*Given text*.

Increasing information and better education for green industry professionals and homeowners on preventive measures to reduce damage, could in turn help minimize damage through proper planning and determination of feasible management strategies. Therefore, surveys may help determine deer pressure statewide, effects on the green industry, and effective means of deterring deer feeding damage on ornamental plants.

Since little research has been compiled on white-tailed deer damage to nurseries and commercial and residential landscapes throughout Alabama, surveys were developed to determine the following information: how much deer damage is experienced, areas of the state most prone to damage, what types of preventive methods are utilized and their effectiveness, plants most vulnerable to injury, and timing of the majority of damage. By determining the significance of deer damage throughout Alabama and discovering the most effective preventive methods currently used, more research can be done to educate professionals and homeowners on effective management strategies, as well as improve damage control.

Industry professionals. The population surveyed in this questionnaire included current nursery and landscape professional members of the Alabama Nursery and Landscape Association (ALNLA) that were located in Alabama (N = 223). The survey was designed to determine the amount of deer damage that they experience, the types of deterrent techniques that professionals were currently employing and their effectiveness, and familiarity of respondents with commercially available products on the market, plants that are most commonly targeted, and the time of year most browse damage occurs. The target population was asked a variety of questions to determine their perspectives on deer damage in their business and throughout the green industry. Questions were primarily closed-ended questions that were either multiple choice, categorical, likert-scale, ordinal, or numerical. However, there were a small number of open-ended questions that allowed respondents to provide a written response.

*Entries supplied*.
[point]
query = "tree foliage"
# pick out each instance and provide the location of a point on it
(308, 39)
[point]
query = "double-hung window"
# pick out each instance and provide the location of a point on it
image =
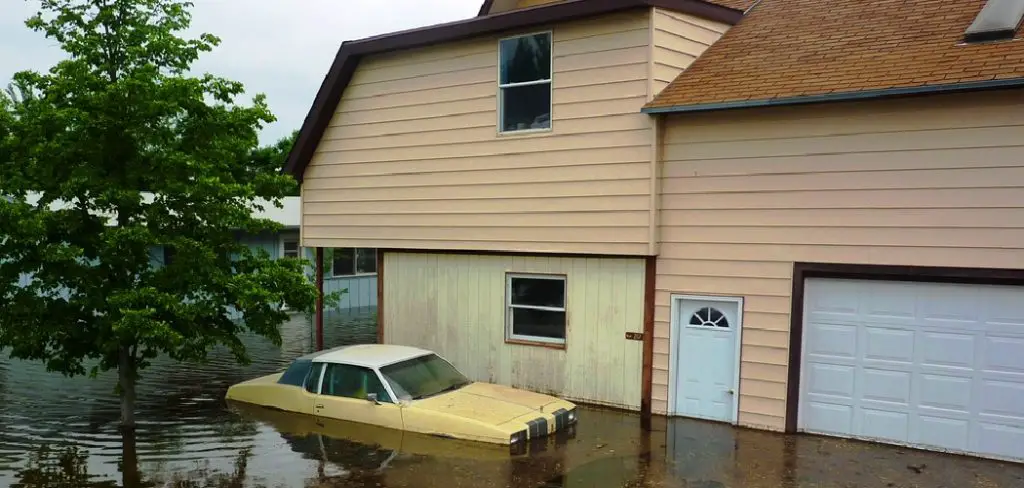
(524, 83)
(536, 308)
(352, 261)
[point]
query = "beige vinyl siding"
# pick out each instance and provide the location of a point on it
(678, 40)
(413, 159)
(455, 305)
(935, 181)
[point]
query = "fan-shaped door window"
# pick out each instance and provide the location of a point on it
(710, 317)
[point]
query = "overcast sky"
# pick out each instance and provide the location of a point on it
(282, 48)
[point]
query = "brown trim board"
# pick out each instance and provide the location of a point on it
(465, 252)
(802, 271)
(348, 55)
(647, 376)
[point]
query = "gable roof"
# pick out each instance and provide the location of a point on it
(350, 52)
(734, 4)
(801, 51)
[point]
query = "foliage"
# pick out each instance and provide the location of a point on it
(271, 158)
(121, 151)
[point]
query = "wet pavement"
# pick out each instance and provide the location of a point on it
(62, 432)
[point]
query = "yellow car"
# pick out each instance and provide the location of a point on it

*Objective 1*.
In the text on deer damage in Alabama, substitute "property owners" for "homeowners" and write out the part starting with "Increasing information and" and going on through "on ornamental plants.".
*Objective 2*.
Carry the text on deer damage in Alabama forward, beginning after its final sentence.

*Final result 1*.
Increasing information and better education for green industry professionals and property owners on preventive measures to reduce damage, could in turn help minimize damage through proper planning and determination of feasible management strategies. Therefore, surveys may help determine deer pressure statewide, effects on the green industry, and effective means of deterring deer feeding damage on ornamental plants.

*Final result 2*.
There was one set of questions for all professionals as well as a divided section for nursery and landscape professionals to be answered based upon their business type. Nursery professionals were asked information about their businesses' deer damage, and landscape professionals were asked about the damage and control for their clients' landscapes.

The surveys were mailed to recipients in ALNLA envelopes along with a pre-paid envelope for return. Two cover letters were also included, one of which affirmed support from the ALNLA and requesting timely responses. The second letter explained the purpose of the survey and described the research. Participants were given one month to complete and return the survey. Respondents were also given the option to take the survey online through surveymonkey.com. Consistent with Dillman's principles, both the industry and homeowner surveys were designed with clear and easy to comprehend questions, a detailed cover letter explaining why it is important to respond, included pre-paid return envelopes, and the instrument kept as short as possible (8).

Homeowners. The homeowner population surveyed consisted of Master Gardeners throughout the state of Alabama. Presidents of Master Gardener Associations were contacted via email and asked to participate in the study. Willing participants returned the email and provided addresses for sending surveys by mail. The homeowner survey was a paper only survey. A total of nine associations were represented by participation in the homeowner survey including the Capital City, Central Alabama, Blount County, Baldwin County, Barbour County, Chilton County, Jefferson County, Calhoun County, and Coffee County associations. Surveys were also given to homeowners visiting the Huntsville Botanical Garden on Saturday, October 10, 2009. The combined number of homeowners surveyed was 207.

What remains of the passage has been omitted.